▼

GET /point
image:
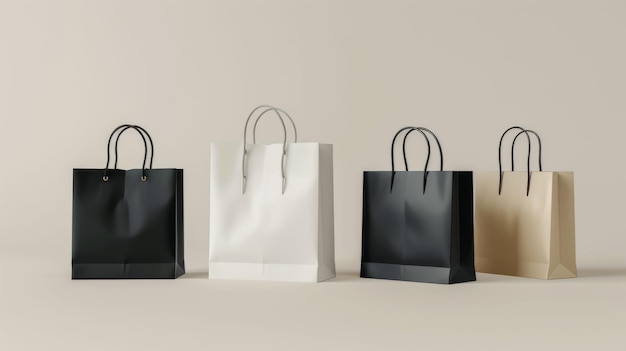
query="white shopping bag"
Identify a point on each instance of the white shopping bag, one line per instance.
(272, 210)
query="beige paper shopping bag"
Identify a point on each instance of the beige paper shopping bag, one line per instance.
(524, 223)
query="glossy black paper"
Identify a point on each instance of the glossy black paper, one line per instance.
(417, 233)
(126, 227)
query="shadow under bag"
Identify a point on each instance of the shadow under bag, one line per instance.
(418, 226)
(525, 220)
(128, 223)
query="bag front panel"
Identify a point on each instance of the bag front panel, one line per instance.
(263, 225)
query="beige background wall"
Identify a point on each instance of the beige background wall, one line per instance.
(351, 73)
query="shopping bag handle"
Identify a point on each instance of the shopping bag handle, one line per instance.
(121, 130)
(513, 148)
(278, 112)
(406, 166)
(524, 131)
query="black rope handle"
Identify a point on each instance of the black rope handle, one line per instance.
(393, 166)
(513, 147)
(500, 159)
(406, 165)
(145, 157)
(268, 108)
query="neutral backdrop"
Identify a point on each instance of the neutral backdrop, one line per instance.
(351, 73)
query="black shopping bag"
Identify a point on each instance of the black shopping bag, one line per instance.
(418, 226)
(128, 223)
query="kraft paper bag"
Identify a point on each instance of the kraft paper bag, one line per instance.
(128, 223)
(525, 223)
(271, 212)
(418, 225)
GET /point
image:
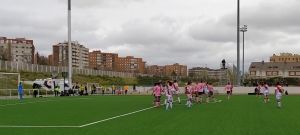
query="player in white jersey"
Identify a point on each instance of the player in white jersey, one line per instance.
(265, 88)
(188, 92)
(278, 92)
(175, 85)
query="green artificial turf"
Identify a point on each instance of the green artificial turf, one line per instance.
(242, 114)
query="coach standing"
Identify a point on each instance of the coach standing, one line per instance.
(20, 90)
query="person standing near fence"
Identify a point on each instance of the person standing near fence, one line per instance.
(56, 90)
(126, 89)
(20, 90)
(103, 90)
(113, 88)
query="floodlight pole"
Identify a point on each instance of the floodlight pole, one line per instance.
(238, 43)
(69, 45)
(243, 29)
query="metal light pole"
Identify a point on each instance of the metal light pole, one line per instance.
(243, 29)
(238, 44)
(69, 45)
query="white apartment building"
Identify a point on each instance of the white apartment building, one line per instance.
(17, 49)
(80, 55)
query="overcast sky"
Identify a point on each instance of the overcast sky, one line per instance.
(190, 32)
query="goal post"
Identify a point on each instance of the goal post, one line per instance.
(89, 86)
(4, 86)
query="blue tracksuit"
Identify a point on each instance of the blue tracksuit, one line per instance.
(20, 90)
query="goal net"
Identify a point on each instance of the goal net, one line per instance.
(9, 85)
(89, 86)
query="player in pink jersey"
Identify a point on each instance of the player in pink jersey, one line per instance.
(157, 93)
(188, 92)
(175, 85)
(206, 91)
(228, 90)
(195, 92)
(169, 96)
(258, 88)
(200, 92)
(278, 92)
(211, 91)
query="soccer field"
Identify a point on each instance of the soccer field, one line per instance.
(134, 115)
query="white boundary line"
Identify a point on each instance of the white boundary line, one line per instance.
(40, 102)
(39, 126)
(92, 123)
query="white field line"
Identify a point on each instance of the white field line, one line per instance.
(39, 126)
(39, 102)
(92, 123)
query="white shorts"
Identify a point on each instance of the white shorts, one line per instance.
(169, 98)
(266, 93)
(278, 97)
(189, 95)
(175, 92)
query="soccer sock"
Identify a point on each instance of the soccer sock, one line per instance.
(167, 105)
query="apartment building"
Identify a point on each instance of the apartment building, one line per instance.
(285, 57)
(131, 64)
(274, 69)
(50, 60)
(156, 70)
(201, 72)
(103, 61)
(17, 49)
(176, 69)
(80, 55)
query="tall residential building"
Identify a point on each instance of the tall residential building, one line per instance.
(50, 60)
(201, 72)
(131, 64)
(176, 69)
(156, 70)
(285, 57)
(104, 61)
(17, 49)
(80, 55)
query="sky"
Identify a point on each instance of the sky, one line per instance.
(196, 33)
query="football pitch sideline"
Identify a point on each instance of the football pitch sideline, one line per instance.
(134, 114)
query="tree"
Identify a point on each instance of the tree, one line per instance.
(3, 53)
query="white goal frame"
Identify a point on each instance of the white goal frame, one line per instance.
(19, 80)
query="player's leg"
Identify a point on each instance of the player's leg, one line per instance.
(278, 98)
(178, 98)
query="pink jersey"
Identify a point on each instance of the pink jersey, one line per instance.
(200, 87)
(157, 90)
(211, 88)
(228, 87)
(175, 86)
(188, 89)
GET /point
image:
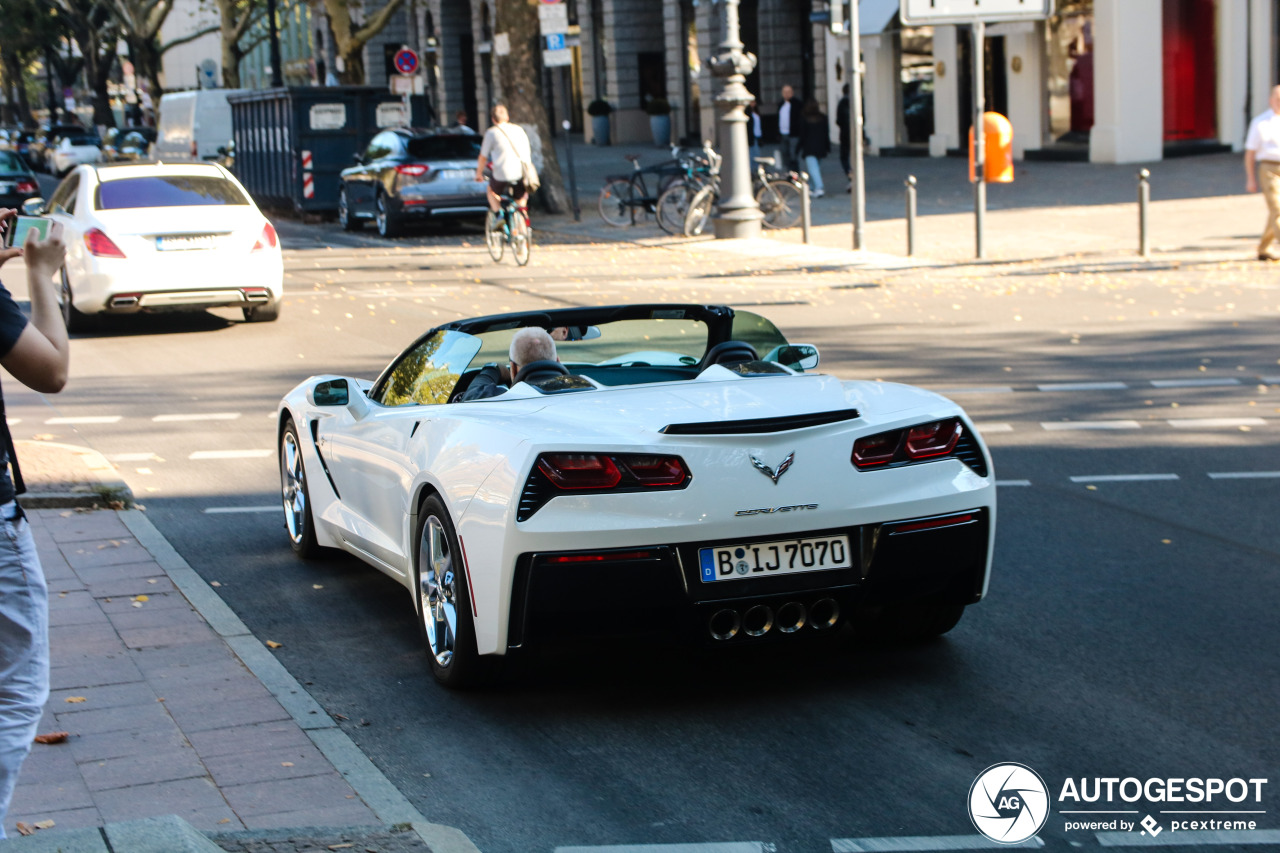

▲

→ **Instructions to follow**:
Above are the entries; write them out again exactly, omitting the pictures.

→ **Exercise response**:
GET /point
image:
query="white shopping bag"
Identify a point on each instance of the white shopping bag, one line per instance.
(272, 210)
query="beige paper shopping bag"
Identify a point on each instance of the beige paper shopping bag, one line per instance.
(524, 223)
query="glossy black paper"
Identify a point on each instance of the glossy black paper, one line per instance.
(417, 233)
(126, 227)
query="shadow under bag"
Identify a point on each instance of the shadow under bag, one line per instance.
(418, 226)
(525, 220)
(128, 223)
query="bag front panel"
Identify a point on each instance of the bag front panel, one line per instance.
(263, 225)
query="beige background wall"
Identify a point on each instance of the beige background wall, one line per instance.
(351, 73)
query="shopping bag handle"
Identify a point on each instance of the shopping bag handle, one line per instance.
(121, 130)
(513, 148)
(278, 112)
(406, 166)
(524, 131)
query="black rope handle"
Identify a point on each instance of the black rope handle, one line per instance.
(393, 166)
(513, 147)
(500, 159)
(406, 165)
(145, 157)
(268, 108)
query="neutral backdrop"
Identify a point on each instance of the neutral backdrop, one line per instance.
(351, 73)
query="black shopping bag"
Identify a point on each instance of the black shopping bag, one line per instance.
(418, 226)
(128, 223)
query="kraft paper bag"
Identify a point on each instance of the kraft paper bag, one line per instance.
(128, 223)
(525, 223)
(271, 212)
(418, 225)
GET /point
image:
query="player in white jersey"
Identify a point on each instance of the player in white jersey, one line per instance.
(265, 88)
(188, 92)
(278, 92)
(175, 85)
query="green artificial turf"
Identify a point on each instance of the green artificial turf, one line per instance.
(242, 114)
query="coach standing"
Identify a point on each instance of the coach standing, one line per instance.
(20, 90)
query="person standing near fence"
Identify a point on each instance of the person standing near fence, one line per instance.
(56, 90)
(126, 89)
(20, 90)
(103, 90)
(113, 88)
query="floodlight pole"
Identify a point on each instance of the floodlight pole, one line per instance.
(238, 43)
(69, 45)
(243, 29)
query="metal light pole"
Identify a point on each instance of the metal light pole, one line per instance.
(243, 29)
(238, 44)
(69, 45)
query="white apartment building"
Identify a point on each instance of the white apartment building, one line per instance.
(17, 49)
(80, 55)
query="overcast sky"
Identify a point on each instance of the overcast sky, one line per instance.
(190, 32)
query="goal post"
Identify a point on each instance of the goal post, one line per instance.
(89, 86)
(4, 86)
query="blue tracksuit"
Identify a point on each instance of the blue tracksuit, one line per instance.
(20, 90)
query="goal net"
Identify a point on each instance of the goal net, one line per instance.
(9, 85)
(89, 86)
query="player in pink jersey"
Identify a point on each instance of the player in pink jersey, one line per instance.
(157, 93)
(188, 92)
(175, 85)
(206, 91)
(228, 90)
(195, 92)
(169, 96)
(258, 88)
(200, 92)
(278, 92)
(211, 91)
query="soccer field"
Identify a point on each instance of the soccer field, one line per instance.
(134, 115)
query="white boundary line"
Identify a point on each instance of the white boundary line, one line per instance.
(40, 102)
(39, 126)
(92, 123)
query="white field line"
Identify a point on each instance of the white field line, one line per instance.
(39, 126)
(39, 102)
(92, 123)
query="white shorts"
Identify a point on each instance of the white shorts, one line per instance.
(169, 98)
(266, 93)
(278, 97)
(189, 95)
(175, 92)
query="soccer sock"
Identify a point on each instance of the soccer sock, one line per instance.
(167, 105)
query="apartment building"
Identify a point on each instance of the apartment building, one line per instance.
(285, 57)
(131, 64)
(274, 69)
(50, 60)
(156, 70)
(201, 72)
(103, 61)
(17, 49)
(176, 69)
(80, 55)
query="tall residential building"
Identify a point on each instance of the tall residential building, one line per instance.
(50, 60)
(201, 72)
(131, 64)
(176, 69)
(156, 70)
(285, 57)
(104, 61)
(17, 49)
(80, 55)
query="sky"
Identify a point on each instance of the sky, one line per instance.
(196, 33)
query="football pitch sideline"
Identify a point on each instance of the football pitch sideline, one line per instance.
(134, 114)
query="tree"
Identify a point on each instance of the tree, one line per instance.
(3, 53)
query="white goal frame"
Identify a point on each instance of the white goal frame, one line per instance.
(19, 80)
query="player's leg"
Identify a point on each instance of the player's leg, one line per instance.
(278, 98)
(178, 98)
query="pink jersey"
Identify a point on each instance of the pink jersey, one line per instance.
(200, 87)
(157, 90)
(211, 88)
(228, 87)
(175, 86)
(188, 89)
GET /point
image:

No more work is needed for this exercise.